** Your goal **
Return every line of the data below verbatim, omitting the picture.

* start Input for this task *

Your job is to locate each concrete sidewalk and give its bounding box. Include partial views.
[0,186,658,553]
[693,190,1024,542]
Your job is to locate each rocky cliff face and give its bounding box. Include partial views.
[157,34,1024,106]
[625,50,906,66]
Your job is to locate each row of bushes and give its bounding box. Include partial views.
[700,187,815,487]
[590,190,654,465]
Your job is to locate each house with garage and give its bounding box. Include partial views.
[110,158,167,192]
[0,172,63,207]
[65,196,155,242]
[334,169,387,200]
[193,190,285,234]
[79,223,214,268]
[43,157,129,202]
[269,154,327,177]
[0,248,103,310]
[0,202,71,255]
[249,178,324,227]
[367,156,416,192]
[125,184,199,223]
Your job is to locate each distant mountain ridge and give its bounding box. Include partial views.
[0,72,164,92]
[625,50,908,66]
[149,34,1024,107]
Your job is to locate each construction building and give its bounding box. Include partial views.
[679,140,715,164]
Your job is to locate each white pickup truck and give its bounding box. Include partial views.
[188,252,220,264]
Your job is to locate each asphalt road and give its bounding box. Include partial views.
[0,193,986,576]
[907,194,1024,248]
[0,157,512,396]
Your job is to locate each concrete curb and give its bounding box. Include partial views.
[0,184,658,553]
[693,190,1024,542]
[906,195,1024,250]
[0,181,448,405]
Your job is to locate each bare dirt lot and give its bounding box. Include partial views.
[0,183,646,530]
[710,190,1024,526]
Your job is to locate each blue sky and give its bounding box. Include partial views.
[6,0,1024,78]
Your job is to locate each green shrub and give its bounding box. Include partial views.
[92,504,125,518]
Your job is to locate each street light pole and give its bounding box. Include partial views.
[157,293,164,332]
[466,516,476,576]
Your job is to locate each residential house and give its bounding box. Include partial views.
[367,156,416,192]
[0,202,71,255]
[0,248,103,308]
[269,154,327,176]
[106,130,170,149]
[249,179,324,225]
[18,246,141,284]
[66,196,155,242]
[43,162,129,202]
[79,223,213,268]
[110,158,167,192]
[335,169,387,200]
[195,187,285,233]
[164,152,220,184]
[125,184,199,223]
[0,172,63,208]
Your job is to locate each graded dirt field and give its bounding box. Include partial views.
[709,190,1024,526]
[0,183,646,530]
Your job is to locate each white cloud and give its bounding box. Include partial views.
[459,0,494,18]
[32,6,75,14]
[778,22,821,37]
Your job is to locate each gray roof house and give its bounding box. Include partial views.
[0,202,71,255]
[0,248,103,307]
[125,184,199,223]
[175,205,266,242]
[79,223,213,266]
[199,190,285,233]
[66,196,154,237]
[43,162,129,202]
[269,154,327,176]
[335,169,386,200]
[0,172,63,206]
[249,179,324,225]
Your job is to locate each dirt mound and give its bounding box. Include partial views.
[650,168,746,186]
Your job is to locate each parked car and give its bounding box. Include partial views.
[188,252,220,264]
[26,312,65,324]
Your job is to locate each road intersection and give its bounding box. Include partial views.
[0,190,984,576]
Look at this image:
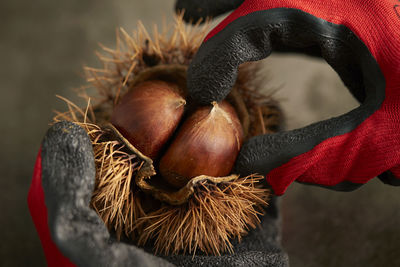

* end Input for this task *

** Worked solution **
Your job is to locate each concrete sidewalk and give its bounding box. Include partial views.
[0,186,658,553]
[693,190,1024,542]
Your job is to locate each rocky cliff face and give its bounding box. Include partial views.
[157,34,1024,106]
[625,50,906,66]
Your job is to locate each row of bushes and give its bounding box. Include partial views.
[700,187,815,487]
[590,190,654,465]
Your job is to locate each house with garage and give its bounding box. Include partial views.
[110,158,167,192]
[0,172,63,207]
[65,196,155,242]
[334,169,387,200]
[193,190,285,234]
[79,223,214,268]
[43,157,129,202]
[269,154,327,177]
[0,248,103,310]
[0,202,71,255]
[249,178,324,227]
[367,156,416,192]
[125,184,199,223]
Your job is to locate each distant mountain ridge and give its bounding box. Include partial views.
[0,72,164,92]
[625,50,908,66]
[149,34,1024,107]
Your job is to locate each construction building and give its bounding box. Include partial views.
[679,140,715,164]
Your job is to locate each white pickup truck and give its bounding box. Include partial views.
[188,252,220,264]
Your job is to locate each asphalt road and give its bounding box. Include partial views.
[0,193,986,576]
[907,194,1024,248]
[0,157,512,396]
Your job is to locate each concrete curb and give its bounding box. Include partial views.
[0,184,658,553]
[693,190,1024,542]
[906,195,1024,250]
[0,181,448,405]
Your job is to locate each bare dirt lot and give its bounding box. Include partial views.
[0,183,646,530]
[710,190,1024,526]
Your job is to locate each blue sky and give its bounding box. Include partial views.
[6,0,1024,78]
Your job is to locate each green shrub and give its bounding box. Include partial views.
[92,504,125,518]
Your job is to locate each street light pole and give its bounding box. Include partial views.
[157,293,164,332]
[466,516,476,576]
Your job is to locate each residential house and give its bounding box. Include partial views.
[367,156,416,192]
[0,202,71,255]
[0,248,103,308]
[269,154,327,176]
[106,130,170,149]
[249,179,324,225]
[18,246,141,284]
[66,196,155,242]
[43,162,129,202]
[79,223,213,268]
[110,158,167,192]
[335,169,387,200]
[195,187,285,233]
[164,152,220,184]
[125,184,199,223]
[0,172,63,208]
Your job is to locate each graded dirt field and give its bounding box. Include partial views.
[709,190,1024,526]
[0,183,646,530]
Your job is to locate each white cloud and give its bounding box. Include partial views.
[459,0,494,18]
[32,6,75,14]
[778,22,821,37]
Your job is to locate each gray roof house and give its bounding box. Include partial views.
[0,202,71,255]
[0,248,103,307]
[125,184,199,223]
[175,205,266,242]
[79,223,213,266]
[199,190,285,233]
[66,196,154,237]
[43,162,129,202]
[269,154,327,176]
[335,169,386,200]
[0,172,63,206]
[249,179,324,225]
Your job is to locate each dirt mound and give its bounding box. Include partial views.
[650,168,746,186]
Your job is to locate each parked car and give its bounding box. Include partial views.
[188,252,220,264]
[26,312,65,324]
Your job is to locate each road intersection and give its bounding box. Include partial views.
[0,190,984,576]
Look at this image:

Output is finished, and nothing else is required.